Task to carry out ->
Render the lines from the start through the line containing "372 102 L 373" as a JSON list of strings, one string per line, omitting any blank lines.

[Region outline entries]
────

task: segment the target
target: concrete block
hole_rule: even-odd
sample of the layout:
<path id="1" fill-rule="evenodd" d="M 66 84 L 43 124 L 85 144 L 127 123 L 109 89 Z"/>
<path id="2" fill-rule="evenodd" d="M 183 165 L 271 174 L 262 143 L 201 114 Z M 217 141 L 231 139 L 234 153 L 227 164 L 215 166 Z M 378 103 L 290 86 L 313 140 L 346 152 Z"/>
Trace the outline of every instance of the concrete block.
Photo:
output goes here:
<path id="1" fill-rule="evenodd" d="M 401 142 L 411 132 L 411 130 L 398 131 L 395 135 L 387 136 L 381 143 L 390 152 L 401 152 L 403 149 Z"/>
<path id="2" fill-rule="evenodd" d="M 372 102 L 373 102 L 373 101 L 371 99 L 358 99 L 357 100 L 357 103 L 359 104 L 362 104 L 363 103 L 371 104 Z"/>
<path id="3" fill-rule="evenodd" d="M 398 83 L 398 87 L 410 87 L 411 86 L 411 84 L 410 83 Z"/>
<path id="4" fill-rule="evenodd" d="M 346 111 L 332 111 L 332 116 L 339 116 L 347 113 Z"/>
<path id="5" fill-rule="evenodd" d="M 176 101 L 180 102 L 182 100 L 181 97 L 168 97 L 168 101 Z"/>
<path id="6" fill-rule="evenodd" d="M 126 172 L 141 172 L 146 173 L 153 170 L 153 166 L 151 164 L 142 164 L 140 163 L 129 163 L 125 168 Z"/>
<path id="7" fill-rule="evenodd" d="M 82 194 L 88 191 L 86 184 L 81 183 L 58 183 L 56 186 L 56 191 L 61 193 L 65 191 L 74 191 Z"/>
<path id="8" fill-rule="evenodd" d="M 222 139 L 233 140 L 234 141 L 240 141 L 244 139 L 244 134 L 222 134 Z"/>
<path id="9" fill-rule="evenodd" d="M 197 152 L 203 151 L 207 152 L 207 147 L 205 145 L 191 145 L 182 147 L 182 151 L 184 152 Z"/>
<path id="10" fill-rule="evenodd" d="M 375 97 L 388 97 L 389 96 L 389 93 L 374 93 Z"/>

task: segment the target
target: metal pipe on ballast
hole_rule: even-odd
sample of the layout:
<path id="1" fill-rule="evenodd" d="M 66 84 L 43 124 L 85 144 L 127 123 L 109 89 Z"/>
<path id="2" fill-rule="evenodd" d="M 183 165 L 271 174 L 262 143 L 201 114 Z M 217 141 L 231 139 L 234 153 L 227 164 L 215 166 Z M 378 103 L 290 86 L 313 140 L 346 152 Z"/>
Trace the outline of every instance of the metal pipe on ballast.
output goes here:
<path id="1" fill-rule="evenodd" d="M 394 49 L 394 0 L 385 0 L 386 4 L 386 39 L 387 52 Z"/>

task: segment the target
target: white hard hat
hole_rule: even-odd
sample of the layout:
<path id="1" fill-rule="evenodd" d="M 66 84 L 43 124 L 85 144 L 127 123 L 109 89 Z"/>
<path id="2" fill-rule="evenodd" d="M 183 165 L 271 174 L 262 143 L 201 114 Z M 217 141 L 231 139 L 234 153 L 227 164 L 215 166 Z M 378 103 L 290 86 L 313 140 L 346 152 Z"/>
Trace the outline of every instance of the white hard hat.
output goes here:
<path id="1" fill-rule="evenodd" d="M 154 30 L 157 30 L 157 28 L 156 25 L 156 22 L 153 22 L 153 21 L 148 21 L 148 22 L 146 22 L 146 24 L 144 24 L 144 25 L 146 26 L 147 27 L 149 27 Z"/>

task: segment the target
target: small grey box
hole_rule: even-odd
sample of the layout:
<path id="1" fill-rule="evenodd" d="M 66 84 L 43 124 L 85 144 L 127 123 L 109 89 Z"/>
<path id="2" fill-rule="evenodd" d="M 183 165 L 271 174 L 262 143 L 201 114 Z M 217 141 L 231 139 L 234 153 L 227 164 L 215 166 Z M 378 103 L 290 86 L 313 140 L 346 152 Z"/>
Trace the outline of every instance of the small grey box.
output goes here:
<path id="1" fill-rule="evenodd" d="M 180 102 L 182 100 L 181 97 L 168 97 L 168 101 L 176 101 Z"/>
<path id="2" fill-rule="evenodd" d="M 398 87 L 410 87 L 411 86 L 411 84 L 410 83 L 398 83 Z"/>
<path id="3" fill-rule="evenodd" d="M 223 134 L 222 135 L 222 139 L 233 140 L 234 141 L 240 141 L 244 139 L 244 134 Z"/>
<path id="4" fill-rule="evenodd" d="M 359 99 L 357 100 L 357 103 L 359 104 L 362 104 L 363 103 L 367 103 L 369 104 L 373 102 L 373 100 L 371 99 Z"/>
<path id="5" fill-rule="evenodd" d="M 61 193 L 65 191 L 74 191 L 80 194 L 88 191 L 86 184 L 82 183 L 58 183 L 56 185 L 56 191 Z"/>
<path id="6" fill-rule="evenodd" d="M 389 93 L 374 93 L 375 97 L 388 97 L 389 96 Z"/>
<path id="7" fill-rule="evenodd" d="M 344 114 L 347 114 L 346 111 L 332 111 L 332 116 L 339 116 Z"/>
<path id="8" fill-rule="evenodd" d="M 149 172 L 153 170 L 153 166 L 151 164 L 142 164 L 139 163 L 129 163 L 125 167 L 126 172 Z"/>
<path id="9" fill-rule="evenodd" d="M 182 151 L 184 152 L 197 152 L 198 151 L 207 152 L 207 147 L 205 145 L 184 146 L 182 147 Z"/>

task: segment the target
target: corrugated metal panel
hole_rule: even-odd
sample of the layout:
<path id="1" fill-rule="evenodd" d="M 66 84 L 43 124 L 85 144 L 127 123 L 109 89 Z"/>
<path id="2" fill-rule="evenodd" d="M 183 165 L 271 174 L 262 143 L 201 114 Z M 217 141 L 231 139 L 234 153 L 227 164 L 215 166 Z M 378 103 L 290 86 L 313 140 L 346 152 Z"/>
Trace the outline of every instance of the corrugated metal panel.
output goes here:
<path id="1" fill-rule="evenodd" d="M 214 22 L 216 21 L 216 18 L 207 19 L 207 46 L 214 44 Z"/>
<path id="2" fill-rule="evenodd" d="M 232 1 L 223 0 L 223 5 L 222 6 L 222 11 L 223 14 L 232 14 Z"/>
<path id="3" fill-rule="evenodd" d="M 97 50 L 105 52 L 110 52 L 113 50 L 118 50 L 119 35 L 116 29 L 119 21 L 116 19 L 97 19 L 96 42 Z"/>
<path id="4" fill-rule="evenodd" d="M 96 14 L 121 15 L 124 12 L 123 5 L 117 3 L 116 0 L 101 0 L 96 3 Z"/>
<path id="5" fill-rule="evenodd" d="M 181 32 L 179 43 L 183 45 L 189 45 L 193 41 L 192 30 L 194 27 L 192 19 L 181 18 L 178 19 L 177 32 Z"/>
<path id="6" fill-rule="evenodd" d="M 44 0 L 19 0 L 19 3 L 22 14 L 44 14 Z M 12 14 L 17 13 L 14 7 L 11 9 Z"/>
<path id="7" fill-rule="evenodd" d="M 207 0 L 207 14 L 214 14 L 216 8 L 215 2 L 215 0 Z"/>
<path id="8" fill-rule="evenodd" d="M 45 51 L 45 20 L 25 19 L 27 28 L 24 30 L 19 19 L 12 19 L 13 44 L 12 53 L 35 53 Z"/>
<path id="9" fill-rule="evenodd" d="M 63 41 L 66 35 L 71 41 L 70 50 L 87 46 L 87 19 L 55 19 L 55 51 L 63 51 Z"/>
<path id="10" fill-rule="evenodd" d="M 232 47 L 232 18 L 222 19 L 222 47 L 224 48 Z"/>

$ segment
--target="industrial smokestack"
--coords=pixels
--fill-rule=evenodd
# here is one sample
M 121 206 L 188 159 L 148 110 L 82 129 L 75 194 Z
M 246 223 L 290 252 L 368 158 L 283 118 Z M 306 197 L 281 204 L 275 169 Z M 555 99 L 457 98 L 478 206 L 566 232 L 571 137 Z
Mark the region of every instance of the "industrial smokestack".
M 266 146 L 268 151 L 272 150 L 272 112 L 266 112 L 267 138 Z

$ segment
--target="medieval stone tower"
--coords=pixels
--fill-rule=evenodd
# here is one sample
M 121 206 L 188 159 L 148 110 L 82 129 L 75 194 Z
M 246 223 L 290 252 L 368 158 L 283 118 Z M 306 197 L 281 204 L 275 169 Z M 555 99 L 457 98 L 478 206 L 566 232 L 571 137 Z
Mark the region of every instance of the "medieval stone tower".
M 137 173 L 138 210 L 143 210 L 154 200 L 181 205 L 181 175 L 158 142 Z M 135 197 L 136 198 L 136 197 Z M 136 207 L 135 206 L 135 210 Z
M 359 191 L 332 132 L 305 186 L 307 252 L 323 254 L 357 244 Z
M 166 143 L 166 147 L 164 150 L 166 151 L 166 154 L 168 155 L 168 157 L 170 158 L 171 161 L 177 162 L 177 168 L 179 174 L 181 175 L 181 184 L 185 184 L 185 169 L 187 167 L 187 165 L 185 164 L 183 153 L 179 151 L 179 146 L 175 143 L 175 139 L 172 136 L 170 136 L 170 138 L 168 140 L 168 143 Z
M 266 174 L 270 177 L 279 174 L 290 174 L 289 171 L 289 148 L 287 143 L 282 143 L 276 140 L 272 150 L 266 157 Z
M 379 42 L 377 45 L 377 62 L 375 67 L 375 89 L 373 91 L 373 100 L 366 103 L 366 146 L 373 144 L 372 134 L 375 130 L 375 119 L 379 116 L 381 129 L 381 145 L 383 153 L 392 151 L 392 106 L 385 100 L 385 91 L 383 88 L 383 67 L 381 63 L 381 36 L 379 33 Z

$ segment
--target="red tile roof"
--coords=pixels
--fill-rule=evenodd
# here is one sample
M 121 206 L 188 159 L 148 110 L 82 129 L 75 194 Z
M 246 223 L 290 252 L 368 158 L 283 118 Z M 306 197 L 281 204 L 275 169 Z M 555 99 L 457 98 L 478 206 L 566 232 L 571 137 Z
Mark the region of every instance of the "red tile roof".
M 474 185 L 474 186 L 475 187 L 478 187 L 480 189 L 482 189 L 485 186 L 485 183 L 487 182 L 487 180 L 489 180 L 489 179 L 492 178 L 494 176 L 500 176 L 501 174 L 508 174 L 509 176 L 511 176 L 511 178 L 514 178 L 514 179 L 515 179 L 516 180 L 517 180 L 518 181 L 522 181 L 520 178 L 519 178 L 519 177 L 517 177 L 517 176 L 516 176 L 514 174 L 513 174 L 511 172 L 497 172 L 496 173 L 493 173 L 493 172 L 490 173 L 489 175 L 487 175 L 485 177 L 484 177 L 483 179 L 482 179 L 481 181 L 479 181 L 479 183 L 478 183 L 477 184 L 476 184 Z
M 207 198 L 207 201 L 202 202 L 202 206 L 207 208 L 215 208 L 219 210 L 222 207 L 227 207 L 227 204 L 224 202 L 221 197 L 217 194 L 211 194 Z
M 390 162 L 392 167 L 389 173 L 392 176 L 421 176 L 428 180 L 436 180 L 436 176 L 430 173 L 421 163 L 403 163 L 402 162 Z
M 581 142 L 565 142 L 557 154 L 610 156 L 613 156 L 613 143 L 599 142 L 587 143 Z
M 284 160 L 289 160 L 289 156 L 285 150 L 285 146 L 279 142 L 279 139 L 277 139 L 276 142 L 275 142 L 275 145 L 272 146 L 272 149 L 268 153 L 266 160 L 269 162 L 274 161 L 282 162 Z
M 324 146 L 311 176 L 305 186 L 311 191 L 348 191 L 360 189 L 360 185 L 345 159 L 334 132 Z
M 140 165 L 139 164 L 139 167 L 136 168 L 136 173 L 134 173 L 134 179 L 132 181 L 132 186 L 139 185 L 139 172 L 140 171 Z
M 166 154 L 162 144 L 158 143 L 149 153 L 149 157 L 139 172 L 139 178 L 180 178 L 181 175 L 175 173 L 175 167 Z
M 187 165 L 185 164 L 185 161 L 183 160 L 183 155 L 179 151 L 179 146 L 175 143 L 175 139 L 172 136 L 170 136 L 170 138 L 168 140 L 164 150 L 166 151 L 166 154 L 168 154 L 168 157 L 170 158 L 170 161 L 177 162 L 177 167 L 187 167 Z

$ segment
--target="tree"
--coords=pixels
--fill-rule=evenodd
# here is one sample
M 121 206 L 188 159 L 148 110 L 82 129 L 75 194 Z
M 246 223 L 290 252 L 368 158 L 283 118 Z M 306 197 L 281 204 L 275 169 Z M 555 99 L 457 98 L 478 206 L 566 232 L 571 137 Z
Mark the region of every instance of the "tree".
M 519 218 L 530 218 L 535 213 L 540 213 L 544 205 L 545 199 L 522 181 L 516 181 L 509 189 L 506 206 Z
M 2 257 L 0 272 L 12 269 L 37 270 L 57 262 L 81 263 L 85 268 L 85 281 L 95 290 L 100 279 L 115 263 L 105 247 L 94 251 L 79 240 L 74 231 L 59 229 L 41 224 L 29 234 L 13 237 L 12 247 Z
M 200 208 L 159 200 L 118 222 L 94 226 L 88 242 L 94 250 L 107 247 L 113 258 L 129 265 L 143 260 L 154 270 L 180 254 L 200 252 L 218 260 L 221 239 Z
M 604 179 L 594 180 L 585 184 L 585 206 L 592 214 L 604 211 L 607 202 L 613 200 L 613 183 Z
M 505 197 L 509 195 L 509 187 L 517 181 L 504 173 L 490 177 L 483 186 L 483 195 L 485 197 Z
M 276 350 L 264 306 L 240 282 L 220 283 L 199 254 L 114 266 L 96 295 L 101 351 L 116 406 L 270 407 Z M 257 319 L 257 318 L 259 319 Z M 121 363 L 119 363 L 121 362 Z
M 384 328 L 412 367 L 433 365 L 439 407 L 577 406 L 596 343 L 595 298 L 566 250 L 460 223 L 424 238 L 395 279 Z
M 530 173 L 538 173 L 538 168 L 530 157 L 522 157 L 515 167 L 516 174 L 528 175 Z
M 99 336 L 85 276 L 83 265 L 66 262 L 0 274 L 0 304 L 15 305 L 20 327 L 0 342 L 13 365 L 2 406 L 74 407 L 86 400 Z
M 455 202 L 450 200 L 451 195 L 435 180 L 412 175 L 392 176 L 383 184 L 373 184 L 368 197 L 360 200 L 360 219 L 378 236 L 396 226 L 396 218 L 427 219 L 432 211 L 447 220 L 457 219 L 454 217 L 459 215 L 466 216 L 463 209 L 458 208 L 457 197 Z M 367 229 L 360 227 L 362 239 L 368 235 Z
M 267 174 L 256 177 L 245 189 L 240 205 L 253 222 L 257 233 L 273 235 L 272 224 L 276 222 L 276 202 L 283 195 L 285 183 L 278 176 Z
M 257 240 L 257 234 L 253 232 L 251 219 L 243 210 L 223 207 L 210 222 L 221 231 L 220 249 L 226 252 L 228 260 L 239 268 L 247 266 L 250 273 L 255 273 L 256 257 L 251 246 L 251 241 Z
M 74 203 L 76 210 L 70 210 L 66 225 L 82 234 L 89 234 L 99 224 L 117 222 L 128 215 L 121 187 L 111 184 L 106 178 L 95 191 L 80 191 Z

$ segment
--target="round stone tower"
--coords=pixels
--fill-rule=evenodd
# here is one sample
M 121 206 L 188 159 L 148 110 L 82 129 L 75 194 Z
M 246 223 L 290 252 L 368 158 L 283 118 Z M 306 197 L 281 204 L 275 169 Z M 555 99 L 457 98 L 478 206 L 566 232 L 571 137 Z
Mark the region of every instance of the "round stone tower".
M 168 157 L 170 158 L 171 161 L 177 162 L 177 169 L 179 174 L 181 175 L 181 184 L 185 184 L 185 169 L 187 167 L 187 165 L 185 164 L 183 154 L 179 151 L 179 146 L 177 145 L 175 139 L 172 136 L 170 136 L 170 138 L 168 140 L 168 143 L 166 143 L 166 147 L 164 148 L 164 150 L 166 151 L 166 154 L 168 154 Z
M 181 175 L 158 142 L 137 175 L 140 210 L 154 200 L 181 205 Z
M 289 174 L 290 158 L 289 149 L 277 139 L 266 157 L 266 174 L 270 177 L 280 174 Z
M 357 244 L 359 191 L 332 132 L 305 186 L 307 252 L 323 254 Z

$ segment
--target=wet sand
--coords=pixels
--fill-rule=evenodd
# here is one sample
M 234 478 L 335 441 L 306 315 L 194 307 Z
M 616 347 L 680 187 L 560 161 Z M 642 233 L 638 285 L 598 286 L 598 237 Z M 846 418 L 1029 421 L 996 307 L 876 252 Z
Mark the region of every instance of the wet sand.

────

Task response ->
[
  "task: segment the target",
  "target: concrete block",
  "hole_rule: even-odd",
  "sample of the layout:",
  "<path id=\"1\" fill-rule=\"evenodd\" d=\"M 66 84 L 43 124 L 85 144 L 127 123 L 109 89 Z\"/>",
  "<path id=\"2\" fill-rule=\"evenodd\" d=\"M 183 165 L 271 174 L 262 143 L 201 114 Z M 217 141 L 231 139 L 234 153 L 227 164 L 215 166 Z M 378 103 L 290 86 L 313 140 L 346 152 Z\"/>",
  "Trace the outline of every instance of the concrete block.",
  "Photo:",
  "output goes here:",
  "<path id=\"1\" fill-rule=\"evenodd\" d=\"M 401 142 L 411 132 L 411 130 L 398 131 L 395 135 L 387 136 L 381 143 L 390 152 L 401 152 L 403 149 Z\"/>",
  "<path id=\"2\" fill-rule=\"evenodd\" d=\"M 372 102 L 373 102 L 373 101 L 371 99 L 358 99 L 357 100 L 357 103 L 359 104 L 362 104 L 363 103 L 371 104 Z\"/>"
]